- Collected data entries
★ ★ ★ ★ ★ ★ ★

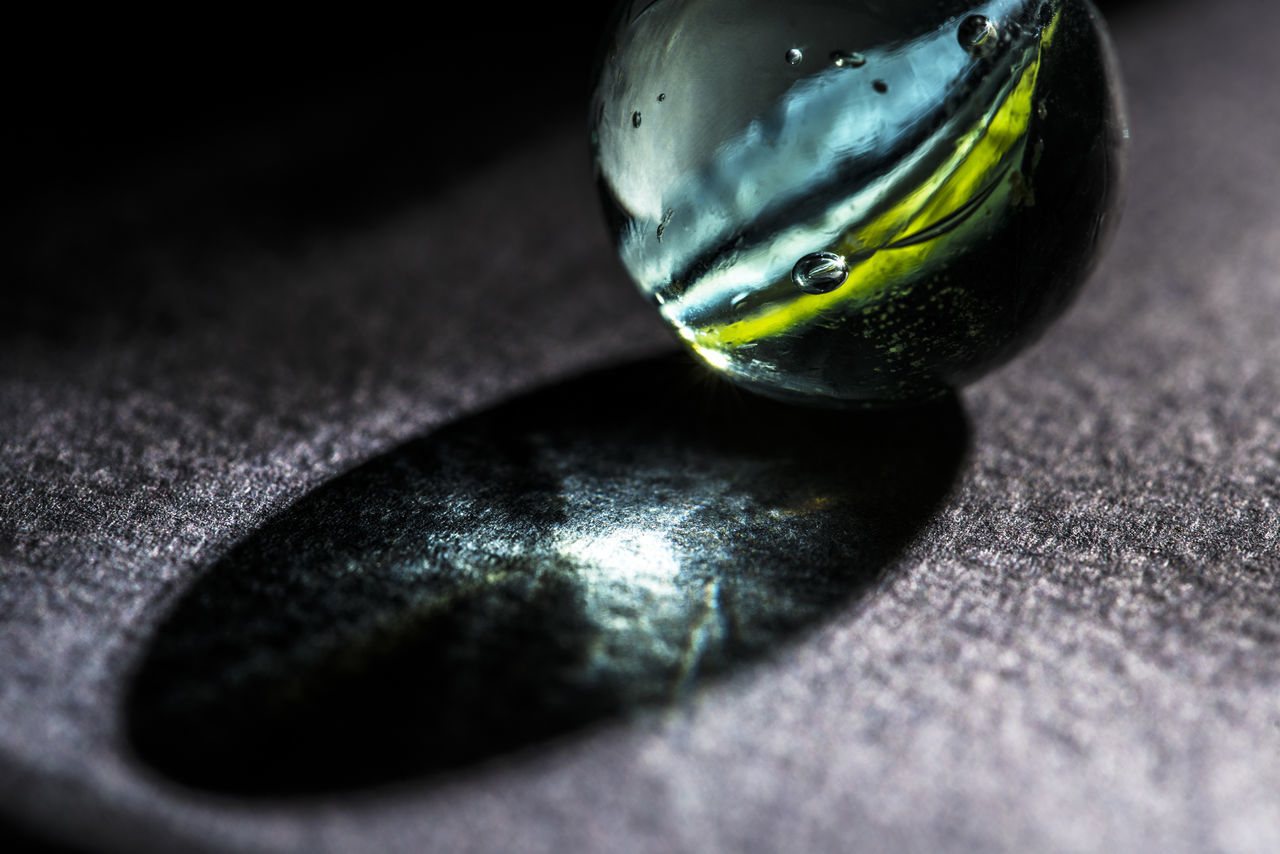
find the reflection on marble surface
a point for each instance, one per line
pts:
(589, 549)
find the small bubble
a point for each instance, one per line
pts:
(666, 220)
(848, 59)
(978, 35)
(819, 273)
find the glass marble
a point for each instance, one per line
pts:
(858, 202)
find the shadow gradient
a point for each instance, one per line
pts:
(585, 551)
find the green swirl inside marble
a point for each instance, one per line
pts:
(750, 161)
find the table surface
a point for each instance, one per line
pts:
(405, 530)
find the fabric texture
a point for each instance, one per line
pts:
(1065, 636)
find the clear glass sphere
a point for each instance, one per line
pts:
(858, 202)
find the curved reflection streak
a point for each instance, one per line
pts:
(586, 551)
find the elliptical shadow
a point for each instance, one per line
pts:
(585, 551)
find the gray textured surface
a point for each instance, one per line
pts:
(1078, 651)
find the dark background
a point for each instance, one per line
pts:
(213, 310)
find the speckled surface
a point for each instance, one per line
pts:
(1075, 647)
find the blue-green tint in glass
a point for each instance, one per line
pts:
(858, 202)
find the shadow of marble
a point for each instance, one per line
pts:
(583, 552)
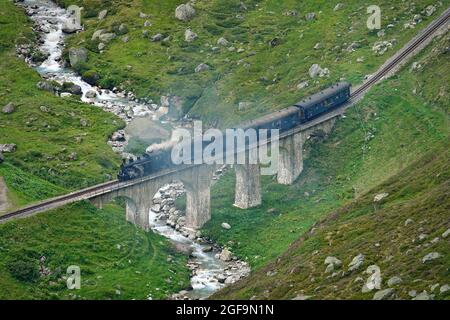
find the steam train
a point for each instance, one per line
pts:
(285, 119)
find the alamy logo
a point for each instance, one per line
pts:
(234, 146)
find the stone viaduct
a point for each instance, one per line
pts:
(197, 180)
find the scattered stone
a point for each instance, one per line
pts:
(380, 197)
(157, 37)
(385, 294)
(202, 67)
(184, 12)
(430, 257)
(310, 16)
(225, 226)
(8, 148)
(315, 70)
(97, 34)
(77, 55)
(302, 85)
(106, 37)
(422, 296)
(91, 94)
(339, 6)
(356, 263)
(190, 36)
(102, 14)
(225, 255)
(394, 281)
(430, 10)
(444, 288)
(301, 297)
(223, 42)
(9, 108)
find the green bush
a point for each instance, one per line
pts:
(23, 268)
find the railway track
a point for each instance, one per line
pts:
(357, 93)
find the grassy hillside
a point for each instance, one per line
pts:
(397, 123)
(271, 48)
(117, 260)
(395, 234)
(61, 143)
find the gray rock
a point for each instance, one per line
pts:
(190, 36)
(102, 14)
(380, 196)
(202, 67)
(225, 226)
(394, 281)
(315, 70)
(157, 37)
(97, 34)
(310, 16)
(9, 108)
(339, 6)
(91, 94)
(225, 255)
(385, 294)
(8, 148)
(77, 55)
(422, 296)
(302, 85)
(356, 263)
(444, 288)
(184, 12)
(430, 257)
(106, 37)
(223, 42)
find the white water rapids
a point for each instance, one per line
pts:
(50, 18)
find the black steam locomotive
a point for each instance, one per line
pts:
(301, 112)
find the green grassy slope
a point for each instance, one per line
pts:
(381, 136)
(41, 166)
(263, 76)
(380, 232)
(117, 260)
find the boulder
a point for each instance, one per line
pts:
(380, 197)
(430, 257)
(394, 281)
(190, 36)
(225, 226)
(157, 37)
(184, 12)
(9, 108)
(91, 94)
(223, 42)
(310, 16)
(315, 70)
(202, 67)
(97, 34)
(102, 14)
(385, 294)
(77, 55)
(225, 255)
(8, 148)
(356, 263)
(106, 37)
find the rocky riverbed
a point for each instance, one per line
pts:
(212, 267)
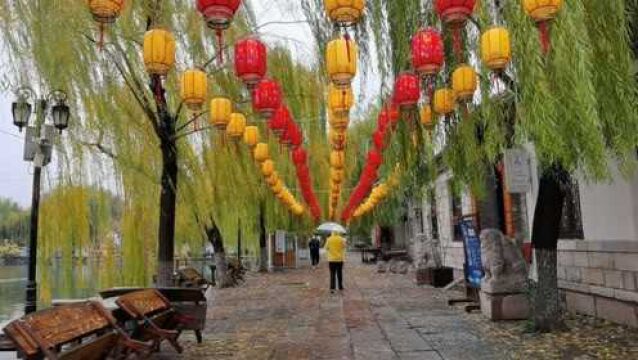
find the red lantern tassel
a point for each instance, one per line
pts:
(346, 37)
(457, 42)
(220, 43)
(543, 28)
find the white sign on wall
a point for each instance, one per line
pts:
(518, 174)
(280, 241)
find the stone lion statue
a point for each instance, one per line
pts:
(503, 263)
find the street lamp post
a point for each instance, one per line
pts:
(37, 149)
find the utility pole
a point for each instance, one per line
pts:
(37, 149)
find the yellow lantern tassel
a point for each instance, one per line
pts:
(100, 43)
(220, 44)
(543, 28)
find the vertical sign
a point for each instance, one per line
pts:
(518, 176)
(473, 266)
(280, 241)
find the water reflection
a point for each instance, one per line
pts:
(65, 280)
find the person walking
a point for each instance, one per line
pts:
(314, 245)
(335, 250)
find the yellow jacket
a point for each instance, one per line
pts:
(335, 248)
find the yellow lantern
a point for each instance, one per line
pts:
(105, 11)
(338, 139)
(340, 100)
(496, 49)
(464, 82)
(542, 10)
(444, 101)
(297, 209)
(194, 89)
(341, 61)
(278, 187)
(426, 116)
(344, 12)
(236, 126)
(159, 51)
(261, 152)
(251, 136)
(337, 176)
(337, 159)
(272, 179)
(339, 122)
(267, 168)
(383, 190)
(220, 110)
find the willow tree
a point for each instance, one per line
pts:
(575, 105)
(137, 123)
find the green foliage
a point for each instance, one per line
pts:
(14, 222)
(9, 249)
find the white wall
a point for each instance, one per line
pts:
(610, 210)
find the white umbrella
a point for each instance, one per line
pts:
(330, 228)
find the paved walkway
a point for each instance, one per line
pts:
(292, 315)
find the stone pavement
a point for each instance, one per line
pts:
(292, 315)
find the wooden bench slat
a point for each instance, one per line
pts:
(76, 331)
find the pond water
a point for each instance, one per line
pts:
(58, 282)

★ ★ ★ ★ ★ ★ ★

- Task brief
Copy out all of the data word for word. Do not carry over any picture.

- Solution to this problem
find the reflection on marble surface
a point for each instance, one per line
pts:
(589, 549)
find the small bubble
a point for each instance, one per line
pts:
(666, 220)
(848, 59)
(978, 35)
(819, 273)
find the glass marble
a point for each instance, one per line
pts:
(858, 202)
find the shadow gradient
a point for each instance, one per line
pts:
(585, 551)
find the green swirl inside marble
a point for each instance, one per line
pts:
(750, 161)
find the table surface
a point for each instance, one per line
pts:
(405, 530)
find the fabric texture
a point for each instance, one per line
pts:
(1065, 636)
find the clear glass sphere
a point for each instance, one per line
pts:
(858, 202)
find the curved reflection streak
a point for each instance, one per line
pts:
(586, 551)
find the elliptical shadow
a point for each instance, one per line
pts:
(585, 551)
find the gray textured surface
a point for each instance, one per line
pts:
(1078, 651)
find the dark background
a point for each instance, one per line
pts:
(213, 310)
find the speckled surface
a point for each instance, one per line
pts:
(1075, 647)
find the blue-green tint in glass
a point for each instance, one per line
pts:
(858, 202)
find the shadow of marble
a point for each instance, one per line
pts:
(583, 552)
find the steam train
a point for each instance, one per line
pts:
(285, 119)
find the alamy logo
a point for each instance, one per line
pts:
(234, 146)
find the stone viaduct
a point for each instance, one per line
pts:
(197, 180)
find the scattered stone
a point for each instance, one per line
pts:
(380, 197)
(157, 37)
(385, 294)
(202, 67)
(184, 12)
(430, 257)
(310, 16)
(225, 226)
(8, 148)
(315, 70)
(97, 34)
(77, 55)
(302, 85)
(106, 37)
(422, 296)
(91, 94)
(339, 6)
(356, 263)
(190, 36)
(102, 14)
(225, 255)
(394, 281)
(430, 10)
(444, 288)
(301, 297)
(223, 42)
(9, 108)
find the green bush
a point for each instance, one per line
pts:
(23, 268)
find the railway track
a point for each instance, one per line
pts:
(357, 93)
find the grassy hillside
a point for each instance, one per line
pts:
(397, 123)
(271, 48)
(117, 260)
(395, 234)
(61, 143)
find the gray rock
a point for each instance, one per line
pts:
(190, 36)
(102, 14)
(380, 196)
(202, 67)
(225, 226)
(394, 281)
(315, 70)
(157, 37)
(97, 34)
(310, 16)
(9, 108)
(339, 6)
(91, 94)
(225, 255)
(385, 294)
(8, 148)
(77, 55)
(422, 296)
(302, 85)
(356, 263)
(444, 288)
(184, 12)
(430, 257)
(106, 37)
(223, 42)
find the white water rapids
a point for each instance, one per line
pts:
(50, 18)
find the black steam locomotive
a point for each instance, one per line
pts:
(301, 112)
find the green grassy slope
a point for each instance, one per line
pts:
(381, 136)
(41, 166)
(263, 76)
(380, 232)
(117, 260)
find the boulder
a point for each instance, one per line
pts:
(380, 197)
(430, 257)
(394, 281)
(190, 36)
(225, 226)
(157, 37)
(184, 12)
(9, 108)
(91, 94)
(223, 42)
(310, 16)
(315, 70)
(202, 67)
(97, 34)
(102, 14)
(385, 294)
(77, 55)
(225, 255)
(8, 148)
(356, 263)
(106, 37)
find the rocky riverbed
a point for each instance, one per line
pts:
(212, 267)
find the red lantern tassel
a point for each instance, one per line
pts:
(346, 37)
(457, 42)
(220, 43)
(543, 28)
find the white sign on wall
a point for each instance, one per line
pts:
(518, 174)
(280, 241)
find the stone lion statue
a point for each instance, one per line
pts:
(503, 263)
find the street lamp post
a point for each instance, one per line
pts:
(37, 149)
find the utility pole
a point for each instance, one per line
pts:
(37, 149)
find the yellow lantern tassel
a point for each instance, one per line
pts:
(100, 43)
(220, 44)
(543, 28)
find the vertical sign
a point for each instance, one per line
pts:
(518, 176)
(473, 266)
(280, 241)
find the water reflection
a point for each instance, one per line
pts:
(65, 280)
find the person walking
a point for each instance, one per line
pts:
(314, 245)
(335, 250)
find the yellow jacket
a point for each instance, one per line
pts:
(335, 248)
find the yellow lantern
a point for each instance, one per line
pts:
(105, 11)
(338, 139)
(340, 100)
(496, 49)
(464, 82)
(542, 10)
(444, 101)
(297, 209)
(194, 89)
(341, 61)
(278, 187)
(426, 116)
(344, 12)
(236, 126)
(159, 51)
(261, 152)
(251, 136)
(337, 176)
(337, 159)
(272, 179)
(339, 122)
(267, 168)
(383, 190)
(220, 110)
find the willow tree
a point for each instance, one per line
pts:
(575, 105)
(137, 123)
find the green foliage
a point for each instance, one per line
pts:
(14, 222)
(9, 249)
find the white wall
a point for each instance, one per line
pts:
(610, 210)
find the white umbrella
a point for each instance, one per line
pts:
(330, 228)
find the paved walkway
a point for each instance, one per line
pts:
(292, 315)
find the stone pavement
a point for each instance, one per line
pts:
(292, 315)
find the wooden bench slat
a point for each instance, one per line
pts:
(76, 331)
find the pond water
a point for each instance, one per line
pts:
(58, 282)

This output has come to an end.